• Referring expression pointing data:

*** Begin section ***

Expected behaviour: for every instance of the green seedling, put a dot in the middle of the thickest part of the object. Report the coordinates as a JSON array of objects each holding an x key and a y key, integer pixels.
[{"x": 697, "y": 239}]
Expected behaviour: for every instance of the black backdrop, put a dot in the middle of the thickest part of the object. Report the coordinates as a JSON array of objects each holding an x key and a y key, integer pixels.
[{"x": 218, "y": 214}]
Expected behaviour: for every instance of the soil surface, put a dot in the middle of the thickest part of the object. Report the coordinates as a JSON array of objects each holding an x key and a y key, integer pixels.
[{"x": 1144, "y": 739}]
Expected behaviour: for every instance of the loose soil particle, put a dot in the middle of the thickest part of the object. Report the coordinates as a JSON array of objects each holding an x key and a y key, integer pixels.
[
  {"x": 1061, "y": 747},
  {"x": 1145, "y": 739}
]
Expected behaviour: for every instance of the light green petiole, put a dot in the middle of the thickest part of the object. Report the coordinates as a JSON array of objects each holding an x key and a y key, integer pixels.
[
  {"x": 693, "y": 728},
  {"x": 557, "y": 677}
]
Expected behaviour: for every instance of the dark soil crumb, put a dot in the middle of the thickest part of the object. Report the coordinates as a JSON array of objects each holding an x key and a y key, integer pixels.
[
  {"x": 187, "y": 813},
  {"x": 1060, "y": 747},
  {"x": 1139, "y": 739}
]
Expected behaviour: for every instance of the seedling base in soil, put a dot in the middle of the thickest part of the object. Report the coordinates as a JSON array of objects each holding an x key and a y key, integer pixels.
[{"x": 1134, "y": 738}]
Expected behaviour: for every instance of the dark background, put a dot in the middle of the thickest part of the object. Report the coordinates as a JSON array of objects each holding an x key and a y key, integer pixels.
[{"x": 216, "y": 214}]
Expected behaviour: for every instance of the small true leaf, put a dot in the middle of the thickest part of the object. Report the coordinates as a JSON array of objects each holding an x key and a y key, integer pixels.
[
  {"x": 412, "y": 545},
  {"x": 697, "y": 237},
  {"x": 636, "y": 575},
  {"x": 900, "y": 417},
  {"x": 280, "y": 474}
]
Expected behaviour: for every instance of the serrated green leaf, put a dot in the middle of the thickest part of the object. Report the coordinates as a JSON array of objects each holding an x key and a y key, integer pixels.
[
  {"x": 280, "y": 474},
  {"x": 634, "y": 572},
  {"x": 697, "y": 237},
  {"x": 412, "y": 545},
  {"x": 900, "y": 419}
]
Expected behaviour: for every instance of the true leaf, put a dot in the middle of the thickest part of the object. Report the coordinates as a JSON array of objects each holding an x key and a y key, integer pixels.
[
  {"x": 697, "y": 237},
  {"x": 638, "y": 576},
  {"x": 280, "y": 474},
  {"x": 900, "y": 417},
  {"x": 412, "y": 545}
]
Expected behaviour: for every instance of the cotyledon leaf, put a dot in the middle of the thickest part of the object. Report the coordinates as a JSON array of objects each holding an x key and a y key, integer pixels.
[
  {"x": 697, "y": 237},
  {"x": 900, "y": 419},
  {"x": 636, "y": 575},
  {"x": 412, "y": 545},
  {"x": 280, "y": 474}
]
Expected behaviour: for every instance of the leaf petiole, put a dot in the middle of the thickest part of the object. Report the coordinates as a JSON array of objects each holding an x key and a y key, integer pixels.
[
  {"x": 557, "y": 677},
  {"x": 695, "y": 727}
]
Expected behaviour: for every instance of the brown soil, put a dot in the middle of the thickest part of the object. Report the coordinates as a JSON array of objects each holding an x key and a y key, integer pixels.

*** End section ***

• ABOUT THIS TASK: Set down the records again in full. Match them exactly.

• RESPONSE BOX:
Expected behaviour: for every instance of the green seedling, put a dot in the middle of the thickest part of the object. Report the coordinates as a JSON array of objects each holding an x key and a y key, integer pixels.
[{"x": 697, "y": 239}]
Expected behaviour: for every instance of the black backdrop, put a dot in the middle of the thickest part of the object. Report the coordinates as a JSON array of objects each holding an x key and a y key, integer pixels.
[{"x": 218, "y": 214}]
Expected behaviour: for every instance of the soil surface, put a dot in the middle of the thickest part of the object. Report the coordinates as a JSON array of objects each holding an x key and a y key, integer pixels.
[{"x": 1144, "y": 739}]
Expected behaviour: for every instance of the loose soil particle, put a dot in the middle of the thickest part of the object. Report the coordinates as a JSON array of objects each holding an x key and a y key, integer pixels.
[
  {"x": 1061, "y": 747},
  {"x": 1145, "y": 739}
]
Expected behaviour: for every instance of the light green petiole, put a dot in the middle of the thickest part of the object. Report the coordinates as a JSON array of objects each holding an x key and a y key, integer pixels.
[
  {"x": 693, "y": 728},
  {"x": 557, "y": 677}
]
Expected behaviour: for every instance of the dark soil crumb, put a dot in the middle of the thickest part of the object. Report the coordinates as a JSON array of objects each holding an x key and a y key, integer pixels.
[
  {"x": 187, "y": 813},
  {"x": 1060, "y": 747},
  {"x": 1139, "y": 739}
]
Expected behaviour: for every instance of the seedling base in soil, put a dot in the middle of the thickest part of the object. Report the coordinates as a JSON array of objects each holding an x key and a y key, integer pixels.
[{"x": 1134, "y": 738}]
Expected behaviour: for every instance of the dark background, put a dot in the middle of the thickest part of the object. Report the coordinates as a JSON array of objects each holding an x key and a y key, integer pixels.
[{"x": 216, "y": 214}]
Expected behaviour: for every instance of the small true leaf, put a dot in the middle of the thickest part of the object. Report the coordinates as a JSON array of objects each holding an x key and a y key, integer pixels.
[
  {"x": 412, "y": 545},
  {"x": 697, "y": 237},
  {"x": 636, "y": 575},
  {"x": 900, "y": 417},
  {"x": 280, "y": 474}
]
Expected behaviour: for every instance of the serrated green leaf, put a dot in the middle of the thickest part of the object. Report the coordinates as a JSON array of objects each holding an x key and a y key, integer pixels.
[
  {"x": 280, "y": 474},
  {"x": 634, "y": 572},
  {"x": 697, "y": 237},
  {"x": 412, "y": 545},
  {"x": 900, "y": 419}
]
Expected behaviour: for every instance of the true leaf, put a dot in the middle of the thickest part of the object. Report the coordinates as a JSON array of objects each holding an x key and a y key, integer pixels.
[
  {"x": 697, "y": 237},
  {"x": 638, "y": 576},
  {"x": 280, "y": 474},
  {"x": 900, "y": 417},
  {"x": 412, "y": 545}
]
Expected behaviour: for every instance of the cotyledon leaf, put a dot in the middle of the thickest part of the object. Report the coordinates as a JSON array of objects each holding an x key and a y key, integer pixels.
[
  {"x": 697, "y": 237},
  {"x": 900, "y": 419},
  {"x": 636, "y": 575},
  {"x": 412, "y": 545},
  {"x": 280, "y": 474}
]
Expected behaviour: for every instance of the leaf petiole, put a dot in the middle of the thickest part of the object. Report the coordinates as a JSON array of objects each holding an x key and a y key, integer pixels.
[
  {"x": 557, "y": 677},
  {"x": 695, "y": 727}
]
Expected behaviour: for every instance of the brown soil, put a dot in the middle of the thickest part of the object. Report the coordinates as a JSON array of objects each holding an x key and a y key, integer pixels.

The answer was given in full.